Tuesday, April 16, 2013

Sweet Moroccan Mint


Fatima was plump and timid, dressed in a brightly colored jilaba and mismatched headscarf.  She did not speak English, nor we Arabic, but her smile was the glowy kind that only the kindest souls possess and she communicated by gesturing at the tray in her hand.  She was asking if we’d like a cup of tea.  Desperate for caffeine, we nodded enthusiastically and smiled back at her.  She set tiny, hand-painted glasses on the tray, lifted an old, worn, silver teapot high into the air and poured with expert precision while the foot-long reach of tea miraculously landed in the cup beneath a layer of bubbly foam.

+--

## Exercise directions
Can you carry on the Moroccan mint tea story above, starting right after its last sentence?

+--

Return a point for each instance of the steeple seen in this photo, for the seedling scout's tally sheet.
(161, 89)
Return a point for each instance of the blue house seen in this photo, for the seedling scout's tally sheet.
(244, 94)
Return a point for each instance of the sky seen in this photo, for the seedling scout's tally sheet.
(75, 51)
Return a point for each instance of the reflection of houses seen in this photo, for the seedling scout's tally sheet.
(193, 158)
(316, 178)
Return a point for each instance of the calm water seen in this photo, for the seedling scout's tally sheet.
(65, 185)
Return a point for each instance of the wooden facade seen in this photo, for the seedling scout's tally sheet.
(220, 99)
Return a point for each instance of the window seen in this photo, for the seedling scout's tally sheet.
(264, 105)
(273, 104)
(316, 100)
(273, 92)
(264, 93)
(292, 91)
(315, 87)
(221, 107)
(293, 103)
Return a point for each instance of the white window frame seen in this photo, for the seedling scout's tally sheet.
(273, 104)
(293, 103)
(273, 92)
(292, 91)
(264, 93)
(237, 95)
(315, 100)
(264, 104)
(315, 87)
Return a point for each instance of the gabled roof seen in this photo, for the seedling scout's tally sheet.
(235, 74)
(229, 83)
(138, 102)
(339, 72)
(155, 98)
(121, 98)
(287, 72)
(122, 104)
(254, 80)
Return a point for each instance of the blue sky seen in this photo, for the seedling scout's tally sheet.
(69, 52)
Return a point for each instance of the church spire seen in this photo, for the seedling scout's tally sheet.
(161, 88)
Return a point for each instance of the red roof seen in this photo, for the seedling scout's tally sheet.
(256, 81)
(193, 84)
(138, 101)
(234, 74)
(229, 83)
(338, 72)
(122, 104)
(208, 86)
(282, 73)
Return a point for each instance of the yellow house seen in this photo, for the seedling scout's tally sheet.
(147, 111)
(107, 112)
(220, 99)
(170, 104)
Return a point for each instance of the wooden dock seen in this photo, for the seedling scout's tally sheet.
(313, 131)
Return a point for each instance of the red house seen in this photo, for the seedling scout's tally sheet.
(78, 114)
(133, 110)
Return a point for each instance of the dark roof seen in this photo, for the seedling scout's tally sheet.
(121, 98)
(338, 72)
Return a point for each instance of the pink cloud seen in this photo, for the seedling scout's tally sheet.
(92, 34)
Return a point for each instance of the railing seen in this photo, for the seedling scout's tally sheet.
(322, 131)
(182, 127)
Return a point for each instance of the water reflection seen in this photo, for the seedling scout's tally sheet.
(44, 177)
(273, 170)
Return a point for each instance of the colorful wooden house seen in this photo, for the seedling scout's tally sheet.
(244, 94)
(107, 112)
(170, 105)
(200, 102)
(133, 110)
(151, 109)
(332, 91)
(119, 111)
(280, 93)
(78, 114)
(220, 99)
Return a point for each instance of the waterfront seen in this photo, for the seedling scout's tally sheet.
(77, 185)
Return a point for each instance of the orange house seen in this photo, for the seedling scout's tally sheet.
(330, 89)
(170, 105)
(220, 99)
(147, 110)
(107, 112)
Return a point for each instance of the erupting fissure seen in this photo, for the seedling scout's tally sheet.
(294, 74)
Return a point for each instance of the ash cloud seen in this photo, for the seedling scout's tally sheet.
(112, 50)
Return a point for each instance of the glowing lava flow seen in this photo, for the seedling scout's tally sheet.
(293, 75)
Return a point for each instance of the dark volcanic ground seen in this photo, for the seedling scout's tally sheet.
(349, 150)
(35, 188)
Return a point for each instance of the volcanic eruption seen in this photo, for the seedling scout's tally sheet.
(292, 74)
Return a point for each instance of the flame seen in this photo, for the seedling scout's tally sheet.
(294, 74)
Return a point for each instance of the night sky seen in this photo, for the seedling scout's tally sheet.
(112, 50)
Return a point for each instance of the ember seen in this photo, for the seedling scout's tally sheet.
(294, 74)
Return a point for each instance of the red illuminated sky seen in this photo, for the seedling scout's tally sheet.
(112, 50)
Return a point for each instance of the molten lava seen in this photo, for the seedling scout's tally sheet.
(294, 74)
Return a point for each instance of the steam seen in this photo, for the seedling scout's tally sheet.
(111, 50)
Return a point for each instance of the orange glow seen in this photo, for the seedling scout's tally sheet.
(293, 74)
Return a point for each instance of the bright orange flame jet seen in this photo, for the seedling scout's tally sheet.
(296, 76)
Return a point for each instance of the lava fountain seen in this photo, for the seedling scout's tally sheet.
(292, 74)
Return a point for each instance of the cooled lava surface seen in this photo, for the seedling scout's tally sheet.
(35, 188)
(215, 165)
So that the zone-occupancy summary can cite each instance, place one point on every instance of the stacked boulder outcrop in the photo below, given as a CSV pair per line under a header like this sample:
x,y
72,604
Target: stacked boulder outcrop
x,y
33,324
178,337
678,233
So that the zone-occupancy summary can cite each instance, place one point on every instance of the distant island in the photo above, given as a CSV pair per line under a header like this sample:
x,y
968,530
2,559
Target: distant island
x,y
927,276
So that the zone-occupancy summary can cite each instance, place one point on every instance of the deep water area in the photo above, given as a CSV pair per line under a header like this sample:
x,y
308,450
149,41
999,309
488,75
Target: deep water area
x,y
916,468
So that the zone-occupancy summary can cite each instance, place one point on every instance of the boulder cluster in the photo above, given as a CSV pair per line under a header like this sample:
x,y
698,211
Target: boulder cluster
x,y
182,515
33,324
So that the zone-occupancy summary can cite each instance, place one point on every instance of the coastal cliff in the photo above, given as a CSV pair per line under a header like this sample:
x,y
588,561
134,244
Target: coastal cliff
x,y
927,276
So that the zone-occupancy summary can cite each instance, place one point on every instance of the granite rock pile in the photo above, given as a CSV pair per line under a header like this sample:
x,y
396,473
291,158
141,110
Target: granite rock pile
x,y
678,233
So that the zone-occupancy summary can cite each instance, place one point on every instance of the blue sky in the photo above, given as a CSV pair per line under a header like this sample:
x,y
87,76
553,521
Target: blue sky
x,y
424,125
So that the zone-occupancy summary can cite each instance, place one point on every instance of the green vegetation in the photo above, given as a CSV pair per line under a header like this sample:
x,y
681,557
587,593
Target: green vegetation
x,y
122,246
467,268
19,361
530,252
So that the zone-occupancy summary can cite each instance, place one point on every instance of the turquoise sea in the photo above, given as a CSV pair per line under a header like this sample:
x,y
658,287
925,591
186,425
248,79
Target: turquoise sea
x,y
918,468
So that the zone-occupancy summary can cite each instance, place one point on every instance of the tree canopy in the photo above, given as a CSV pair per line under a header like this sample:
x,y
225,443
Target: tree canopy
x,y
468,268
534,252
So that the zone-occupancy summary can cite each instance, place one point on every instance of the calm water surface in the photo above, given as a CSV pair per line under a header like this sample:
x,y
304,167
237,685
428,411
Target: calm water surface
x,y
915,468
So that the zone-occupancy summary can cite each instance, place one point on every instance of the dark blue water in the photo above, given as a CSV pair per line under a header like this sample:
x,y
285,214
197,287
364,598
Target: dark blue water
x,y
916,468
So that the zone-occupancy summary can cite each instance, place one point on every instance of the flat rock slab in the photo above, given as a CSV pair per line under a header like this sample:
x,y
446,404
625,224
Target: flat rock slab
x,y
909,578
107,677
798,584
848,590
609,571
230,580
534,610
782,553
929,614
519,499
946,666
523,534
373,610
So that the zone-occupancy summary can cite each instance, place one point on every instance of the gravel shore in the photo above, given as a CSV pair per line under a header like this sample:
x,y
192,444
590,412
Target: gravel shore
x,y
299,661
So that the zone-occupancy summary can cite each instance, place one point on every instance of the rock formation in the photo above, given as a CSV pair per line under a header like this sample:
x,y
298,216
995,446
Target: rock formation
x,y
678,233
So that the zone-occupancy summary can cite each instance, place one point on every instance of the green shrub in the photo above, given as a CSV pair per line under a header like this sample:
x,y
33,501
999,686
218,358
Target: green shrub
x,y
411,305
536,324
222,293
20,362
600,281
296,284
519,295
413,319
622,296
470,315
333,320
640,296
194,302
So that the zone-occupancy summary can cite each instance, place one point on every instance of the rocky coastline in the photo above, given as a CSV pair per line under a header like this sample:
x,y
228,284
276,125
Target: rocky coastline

+--

## Result for this task
Over the course of the next three months, we would see this ritual performed time and again, but this was our first and she had us captivated.  The tea was deliciously sweet.  That first time all I tasted was the sugar, which chased away the jet lag as it coursed through my veins.  We had been warned off drinking the tap water here in Morocco, but we had also been warned against declining an offer of tea.  The ceremonial serving of sweet mint tea holds the essence of the Moroccan culture of hospitality. 
Gunpowder green tea arrived in Morocco in the 1800’s from Europe.  Since then, the Moroccans have made it their own using generous amounts of mint and sugar, flavors that differentiate it from other Middle Eastern teas.  The gunpowder green is rinsed with boiling water, re-boiled with a handful of mint sprigs, and three spoons of sugar for every spoon of tea.  Once the tea boils, three to five cups are poured then dumped back into the pot to stir the flavors before it is poured and served from high above the little glass, resulting in a layer of foam. 

Day drinking is a significant part of café culture in Morocco.  Men sit outside cafes all turned to face the busy streets, sipping the sweet tincture they call, Berber whiskey.  This would be unnerving to passerby if it was indeed whiskey.  As it is, the men are good natured and hospitable, albeit wired.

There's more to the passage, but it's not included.